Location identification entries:
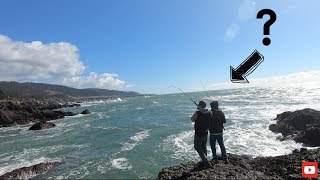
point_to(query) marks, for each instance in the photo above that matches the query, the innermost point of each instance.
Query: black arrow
(245, 68)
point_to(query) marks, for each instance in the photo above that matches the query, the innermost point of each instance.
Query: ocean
(136, 137)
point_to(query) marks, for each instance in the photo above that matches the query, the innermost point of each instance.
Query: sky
(148, 45)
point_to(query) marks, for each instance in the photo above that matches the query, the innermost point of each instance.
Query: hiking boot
(214, 161)
(207, 164)
(226, 161)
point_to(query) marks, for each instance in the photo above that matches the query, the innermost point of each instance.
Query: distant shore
(15, 112)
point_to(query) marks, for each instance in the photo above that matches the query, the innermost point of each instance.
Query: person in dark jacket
(216, 131)
(201, 119)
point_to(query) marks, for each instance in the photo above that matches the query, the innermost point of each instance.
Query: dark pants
(219, 138)
(200, 144)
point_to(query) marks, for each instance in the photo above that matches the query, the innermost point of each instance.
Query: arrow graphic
(245, 68)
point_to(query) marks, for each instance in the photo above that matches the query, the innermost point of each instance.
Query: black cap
(202, 104)
(214, 104)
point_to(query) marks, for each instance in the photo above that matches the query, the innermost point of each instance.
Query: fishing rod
(205, 89)
(185, 95)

Written instruction: Return the entries unchanged, save for the pictures, which do not belong in the copy.

Result for this exercise:
point_to(query) marks, for each instance in the photo above that matches the query, the innermost point of each instance.
Query: black arrow
(245, 68)
point_to(query) marks, for each instance in the photo above that matches the query, the innermost point of each instance.
Query: ocean
(136, 137)
point_to(query) marks, for each instance in the photo above that matches the query, the innermost point of each instance.
Query: sky
(148, 45)
point_to(query) marks, for each instance in the photo above that matches the query, the innermost point of each instance.
Query: hiking boot
(214, 161)
(207, 164)
(226, 161)
point_to(query) marks, for each instance in the photo above that matches the query, the innermost point of each instance.
Query: distant shore
(15, 112)
point_to(query) marks, for each instance in the photo above that matches the query, the innermost point of each instance.
Query: person in dark jacket
(216, 131)
(201, 119)
point_to(query) marks, for each instance in the photo above that matches the query, the innermost point of each instance.
Query: dark pants
(219, 138)
(200, 144)
point_to(query) marks, for each instance in the photo above that matches the query, the innermost point of each instance.
Query: arrow graphic
(245, 68)
point_to(query) marks, for each instance in the photo above that matches the query, the innermost point of each instance.
Query: black cap
(202, 104)
(214, 104)
point_to(query) marks, for each instance in the photo above that matches the query, the innermost point of each instance.
Query: fishing rod
(205, 89)
(185, 95)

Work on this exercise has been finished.